§ Problem to solve
Repeat each line of the material below exactly as it appears, minus any pictures.

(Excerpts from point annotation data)
+ + + + +

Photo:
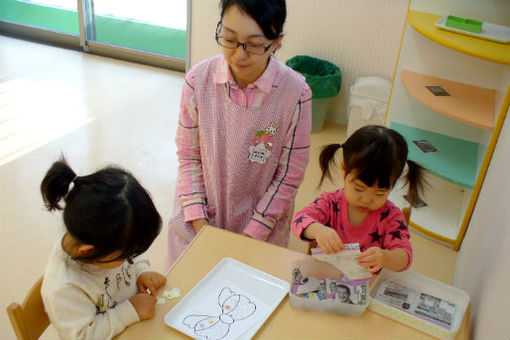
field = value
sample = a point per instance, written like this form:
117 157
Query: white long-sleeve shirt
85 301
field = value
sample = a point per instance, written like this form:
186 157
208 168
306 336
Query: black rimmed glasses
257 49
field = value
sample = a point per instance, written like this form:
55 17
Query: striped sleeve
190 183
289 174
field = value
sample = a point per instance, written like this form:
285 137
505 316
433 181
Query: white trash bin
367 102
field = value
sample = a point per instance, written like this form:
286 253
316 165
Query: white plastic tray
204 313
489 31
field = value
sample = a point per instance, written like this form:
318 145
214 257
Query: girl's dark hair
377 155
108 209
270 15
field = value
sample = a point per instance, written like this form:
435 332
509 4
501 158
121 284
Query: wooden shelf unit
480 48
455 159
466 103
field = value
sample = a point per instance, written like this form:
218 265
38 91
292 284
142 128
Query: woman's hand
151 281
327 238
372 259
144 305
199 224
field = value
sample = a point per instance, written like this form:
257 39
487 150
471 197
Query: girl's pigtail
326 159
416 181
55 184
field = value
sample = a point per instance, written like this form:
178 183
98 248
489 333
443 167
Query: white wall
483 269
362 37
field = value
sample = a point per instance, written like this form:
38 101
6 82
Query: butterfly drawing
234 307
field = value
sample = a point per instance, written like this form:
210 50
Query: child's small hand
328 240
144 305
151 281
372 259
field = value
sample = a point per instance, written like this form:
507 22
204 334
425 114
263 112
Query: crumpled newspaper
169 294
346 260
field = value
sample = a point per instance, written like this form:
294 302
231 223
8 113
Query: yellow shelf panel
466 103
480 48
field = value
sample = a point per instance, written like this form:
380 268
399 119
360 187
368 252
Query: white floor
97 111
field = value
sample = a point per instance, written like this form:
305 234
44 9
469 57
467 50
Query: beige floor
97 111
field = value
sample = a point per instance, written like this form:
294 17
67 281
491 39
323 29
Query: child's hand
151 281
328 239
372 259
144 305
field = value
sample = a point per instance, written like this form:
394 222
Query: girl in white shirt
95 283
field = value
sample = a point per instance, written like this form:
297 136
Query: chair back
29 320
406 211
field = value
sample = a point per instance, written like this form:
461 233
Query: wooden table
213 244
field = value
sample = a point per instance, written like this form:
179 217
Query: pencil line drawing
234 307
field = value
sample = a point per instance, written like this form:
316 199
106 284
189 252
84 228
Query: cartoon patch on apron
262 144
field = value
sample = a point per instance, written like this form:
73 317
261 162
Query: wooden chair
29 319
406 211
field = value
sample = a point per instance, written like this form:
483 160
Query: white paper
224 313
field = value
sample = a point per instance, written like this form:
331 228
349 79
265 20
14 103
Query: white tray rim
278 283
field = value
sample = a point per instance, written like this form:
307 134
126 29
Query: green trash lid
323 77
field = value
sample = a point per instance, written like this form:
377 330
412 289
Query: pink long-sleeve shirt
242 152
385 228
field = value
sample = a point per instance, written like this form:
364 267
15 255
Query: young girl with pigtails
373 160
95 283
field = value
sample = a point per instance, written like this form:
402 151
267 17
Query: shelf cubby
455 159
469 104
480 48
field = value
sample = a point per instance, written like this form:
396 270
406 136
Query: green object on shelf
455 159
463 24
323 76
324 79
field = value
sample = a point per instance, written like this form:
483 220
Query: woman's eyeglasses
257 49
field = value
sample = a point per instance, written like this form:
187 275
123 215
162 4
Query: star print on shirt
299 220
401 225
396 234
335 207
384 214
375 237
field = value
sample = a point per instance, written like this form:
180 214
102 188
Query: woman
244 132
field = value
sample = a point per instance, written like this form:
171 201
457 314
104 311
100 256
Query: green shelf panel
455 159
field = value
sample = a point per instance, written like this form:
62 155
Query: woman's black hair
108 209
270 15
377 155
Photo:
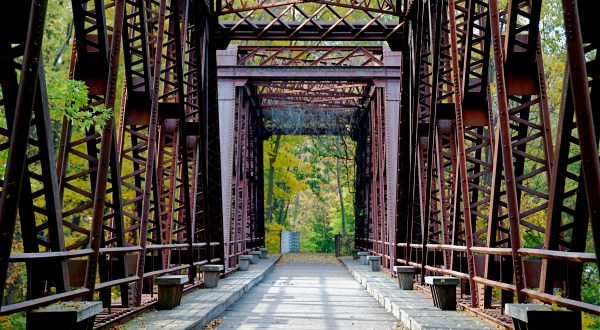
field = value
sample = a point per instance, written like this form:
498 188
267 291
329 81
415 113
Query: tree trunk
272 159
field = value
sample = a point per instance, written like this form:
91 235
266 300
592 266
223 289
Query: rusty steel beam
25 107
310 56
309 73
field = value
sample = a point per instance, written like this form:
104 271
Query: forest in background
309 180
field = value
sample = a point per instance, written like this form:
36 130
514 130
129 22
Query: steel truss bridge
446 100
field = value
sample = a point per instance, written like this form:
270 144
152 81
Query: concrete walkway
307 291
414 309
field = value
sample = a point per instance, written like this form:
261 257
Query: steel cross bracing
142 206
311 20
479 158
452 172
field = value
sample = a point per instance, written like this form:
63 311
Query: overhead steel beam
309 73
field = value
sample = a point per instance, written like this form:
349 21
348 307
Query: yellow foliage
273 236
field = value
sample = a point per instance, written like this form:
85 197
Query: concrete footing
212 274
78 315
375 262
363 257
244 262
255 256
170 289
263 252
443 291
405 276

+ + + + +

§ Response to the exercise
Photo:
field = value
sample = a point per instance, written like this form:
117 157
Query: white long-sleeve shirt
85 301
field = value
sample = a point per instance, written like this form:
186 157
208 168
306 336
Query: black rimmed glasses
257 49
field = value
sample = a point per instance, written like this form:
55 17
Query: striped sleeve
190 183
289 174
field = value
sample = a point per instance, written like this form:
285 137
505 316
433 181
Query: white trash bin
367 102
field = value
sample = a point per instance, written like this form:
286 253
316 165
Query: white plastic tray
204 313
489 31
field = value
sample = a point per instance, written like this form:
318 145
214 257
Query: girl's dark hair
377 155
108 209
270 15
field = value
sample = a point per instance, written like this form:
435 332
509 4
501 158
121 284
Query: wooden shelf unit
480 48
455 159
466 103
field = value
sample = a point per instance, written like this form:
218 265
38 91
292 284
142 128
Query: woman's hand
151 281
327 238
372 259
144 305
199 224
field = value
sample = a point per instance, written like this form:
257 39
487 150
471 197
Query: girl's pigtail
326 159
416 181
55 184
field = value
sample = a point per instance, written like this form:
178 183
98 248
489 333
443 167
Query: white wall
483 269
362 37
field = value
sample = a point per instance, written like this form:
38 101
6 82
Query: butterfly drawing
234 307
field = value
sample = a point per instance, written like this form:
210 50
Query: child's small hand
328 240
144 305
151 281
372 259
field = value
sample = a point per instance, written like this form:
507 22
204 334
425 114
263 112
Query: crumpled newspaper
169 294
346 260
field = value
sample = a point per instance, written like this form:
294 302
231 223
8 113
Query: yellow shelf panel
466 103
480 48
field = value
sample = a point per instance, written like this form:
380 268
399 119
360 187
368 252
Query: white floor
97 111
field = value
sample = a point per instance, written like this form:
305 234
44 9
469 57
467 50
Query: beige floor
97 111
field = value
sample = a point per instance, written like this form:
294 17
67 281
491 39
323 29
Query: child's hand
151 281
328 239
372 259
144 305
field = value
sample = a point per instance, written like this form:
394 222
Query: girl in white shirt
95 283
field = value
sample = a point per instance, written like this form:
297 136
Query: chair back
29 320
406 211
field = value
sample = a point per instance, written like this form:
461 233
Query: wooden table
213 244
field = value
sample = a point per instance, written like this form:
179 217
Query: pencil line drawing
234 307
field = value
sample = a point per instance, written like this form:
316 199
106 284
189 252
84 228
Query: cartoon patch on apron
262 144
field = value
sample = a point per instance, written like this form:
73 317
261 162
Query: wooden chair
29 319
406 211
field = value
sample = a point per instance, written like this form:
483 160
Query: white paper
224 313
field = value
sample = a point per instance, written like this form:
331 228
349 79
265 20
14 103
Query: white tray rim
278 283
field = value
sample = a point per instance, written like this form:
307 134
126 29
Query: green trash lid
323 77
field = value
sample = a point per instance, written like this form:
377 330
412 289
Query: pink long-sleeve shirt
242 152
385 228
field = value
sample = a point per instance, written like this form:
364 267
15 255
Query: young girl with pigtails
373 160
95 283
field = value
sample = a point per instance, written like this form:
402 151
267 17
Query: shelf cubby
455 159
469 104
480 48
field = value
sample = a point per instance, written like this form:
396 270
406 136
Query: green object on shelf
455 159
463 24
323 76
324 79
field = value
sample = a point per instance, written like this form:
483 220
Query: woman's eyeglasses
257 49
field = value
sample = a point per instance, written like this form:
187 275
123 215
162 4
Query: star print on shirt
299 220
401 225
396 234
335 207
384 214
375 237
field = value
sample = a point per instance, written like this form:
180 214
102 188
Query: woman
244 132
field = value
sample = a point per instance, written like this form:
171 201
457 314
104 311
100 256
Query: green shelf panel
455 159
field = value
sample = a point per instance, written like this form:
62 155
Query: woman's black hair
108 209
270 15
377 155
Photo:
field = value
sample = a point per instance, written like this form:
498 188
267 291
329 81
415 113
Query: tree trunk
272 159
field = value
sample = a point per instance, written like this form:
91 235
266 300
592 266
223 289
Query: rusty steel beam
25 107
310 56
309 73
field = value
sample = a point per instance, written like this form:
104 271
Query: forest in background
309 180
field = value
sample = a point per instance, written like this form:
36 130
514 130
129 22
Query: steel truss bridge
446 100
field = value
sample = a point per instance, written like this form:
270 144
152 81
Query: concrete walkway
307 291
414 309
field = value
sample = a point per instance, written like this form:
261 257
Query: steel cross bracing
142 206
311 20
479 158
452 172
field = value
sample = a point per instance, written like this form:
63 311
Query: overhead steel beam
309 73
field = value
sample = a point per instance, written like this form:
349 21
348 307
Query: yellow foliage
273 236
field = value
sample = a point per instance, written like this form:
85 197
Query: concrete footing
212 274
78 315
375 262
363 257
244 262
255 256
170 289
263 252
443 291
405 276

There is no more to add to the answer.